**TASK**. Present the data once more in exactly its original form.

**MATERIAL SUPPLIED**.
- - - - -
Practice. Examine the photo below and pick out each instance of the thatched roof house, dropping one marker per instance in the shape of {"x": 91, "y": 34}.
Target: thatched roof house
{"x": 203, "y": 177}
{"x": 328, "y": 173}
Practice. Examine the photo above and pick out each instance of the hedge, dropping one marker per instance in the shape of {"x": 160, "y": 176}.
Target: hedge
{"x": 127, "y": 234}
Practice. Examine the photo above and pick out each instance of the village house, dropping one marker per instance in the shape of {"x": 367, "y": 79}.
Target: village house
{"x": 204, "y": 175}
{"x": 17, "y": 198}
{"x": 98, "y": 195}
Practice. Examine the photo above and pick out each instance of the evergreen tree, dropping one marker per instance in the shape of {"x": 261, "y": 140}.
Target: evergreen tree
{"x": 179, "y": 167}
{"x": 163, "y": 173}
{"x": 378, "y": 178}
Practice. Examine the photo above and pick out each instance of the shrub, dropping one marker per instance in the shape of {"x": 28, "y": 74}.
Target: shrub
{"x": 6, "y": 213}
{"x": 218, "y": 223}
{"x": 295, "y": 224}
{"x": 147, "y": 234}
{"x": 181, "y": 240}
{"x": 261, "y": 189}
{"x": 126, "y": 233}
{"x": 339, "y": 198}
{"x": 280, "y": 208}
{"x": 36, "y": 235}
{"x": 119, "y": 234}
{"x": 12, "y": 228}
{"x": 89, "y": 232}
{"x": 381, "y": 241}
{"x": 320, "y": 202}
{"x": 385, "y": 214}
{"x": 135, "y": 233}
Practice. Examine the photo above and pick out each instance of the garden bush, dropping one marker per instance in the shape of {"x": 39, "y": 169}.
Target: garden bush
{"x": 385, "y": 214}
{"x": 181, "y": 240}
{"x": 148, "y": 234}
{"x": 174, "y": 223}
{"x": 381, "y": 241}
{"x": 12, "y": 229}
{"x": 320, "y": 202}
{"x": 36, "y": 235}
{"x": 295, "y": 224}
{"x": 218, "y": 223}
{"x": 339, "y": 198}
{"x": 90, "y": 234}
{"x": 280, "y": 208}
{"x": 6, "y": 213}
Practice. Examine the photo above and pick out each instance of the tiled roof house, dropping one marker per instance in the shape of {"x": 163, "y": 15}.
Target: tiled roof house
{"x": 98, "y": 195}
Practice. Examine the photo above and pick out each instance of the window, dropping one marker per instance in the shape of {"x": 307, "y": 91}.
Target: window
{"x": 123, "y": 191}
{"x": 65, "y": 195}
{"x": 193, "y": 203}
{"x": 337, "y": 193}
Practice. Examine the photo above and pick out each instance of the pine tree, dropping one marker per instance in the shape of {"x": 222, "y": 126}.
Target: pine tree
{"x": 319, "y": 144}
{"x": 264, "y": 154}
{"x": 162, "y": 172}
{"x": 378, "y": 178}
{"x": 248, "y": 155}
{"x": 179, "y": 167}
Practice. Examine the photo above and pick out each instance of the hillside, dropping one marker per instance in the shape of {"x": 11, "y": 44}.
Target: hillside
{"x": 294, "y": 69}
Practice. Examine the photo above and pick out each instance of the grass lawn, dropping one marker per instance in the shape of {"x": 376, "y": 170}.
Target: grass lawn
- - - - -
**RESULT FOR THIS EXERCISE**.
Practice. Examine the photo below and pick out each instance of the thatched roof house, dropping one marker per instance in the shape of {"x": 91, "y": 34}.
Target: thatched roof house
{"x": 203, "y": 177}
{"x": 328, "y": 173}
Practice. Examine the photo above and pick out each instance of the hedge, dropping one marker per instance in the shape of {"x": 160, "y": 176}.
Target: hedge
{"x": 127, "y": 234}
Practice. Examine the photo above and pick out each instance of the village house, dropping one marker per instance in the shape of {"x": 367, "y": 79}.
Target: village house
{"x": 204, "y": 175}
{"x": 17, "y": 198}
{"x": 98, "y": 195}
Practice. Examine the photo above and pick out each instance of the evergreen tree, dropping one marker per instance in the shape of {"x": 261, "y": 140}.
Target: evergreen tree
{"x": 179, "y": 167}
{"x": 163, "y": 173}
{"x": 378, "y": 178}
Practice. Examine the photo above and pick out each instance of the shrub, dropping one marker per instance in the shape of {"x": 28, "y": 74}.
Target: shrub
{"x": 6, "y": 213}
{"x": 218, "y": 223}
{"x": 295, "y": 224}
{"x": 147, "y": 234}
{"x": 181, "y": 240}
{"x": 261, "y": 189}
{"x": 126, "y": 233}
{"x": 339, "y": 198}
{"x": 280, "y": 208}
{"x": 36, "y": 235}
{"x": 119, "y": 234}
{"x": 12, "y": 228}
{"x": 89, "y": 232}
{"x": 381, "y": 241}
{"x": 320, "y": 202}
{"x": 385, "y": 214}
{"x": 135, "y": 233}
Practice. Examine the photo above and pick out each instance of the garden bush, dropping one marker per instance in the shape of {"x": 39, "y": 169}.
Target: garden bush
{"x": 385, "y": 214}
{"x": 181, "y": 240}
{"x": 148, "y": 234}
{"x": 174, "y": 223}
{"x": 381, "y": 241}
{"x": 12, "y": 229}
{"x": 320, "y": 202}
{"x": 36, "y": 235}
{"x": 295, "y": 224}
{"x": 218, "y": 223}
{"x": 339, "y": 198}
{"x": 90, "y": 234}
{"x": 280, "y": 208}
{"x": 6, "y": 213}
Practice. Examine the photo above and pick out each instance of the tiled roof house, dropping one marker per instance in the shape of {"x": 163, "y": 15}.
Target: tiled roof house
{"x": 98, "y": 195}
Practice. Examine the photo above and pick out each instance of the window, dropping one marker per instance in the shape of {"x": 307, "y": 91}.
Target: window
{"x": 123, "y": 191}
{"x": 65, "y": 195}
{"x": 193, "y": 203}
{"x": 337, "y": 193}
Practice. Examine the photo above and pick out each instance of the pine tree, dropping one marker per instance in the shape of {"x": 222, "y": 126}.
Target: pine tree
{"x": 319, "y": 144}
{"x": 264, "y": 154}
{"x": 162, "y": 172}
{"x": 378, "y": 178}
{"x": 248, "y": 155}
{"x": 179, "y": 167}
Practice. Examine the photo above and pick out each instance of the hillside, dropping one marker per instance in the shape of {"x": 11, "y": 44}.
Target: hillside
{"x": 294, "y": 69}
Practice. Examine the photo above and pick out each instance of the grass lawn, dropping one marker per instance in the shape of {"x": 376, "y": 170}.
Target: grass lawn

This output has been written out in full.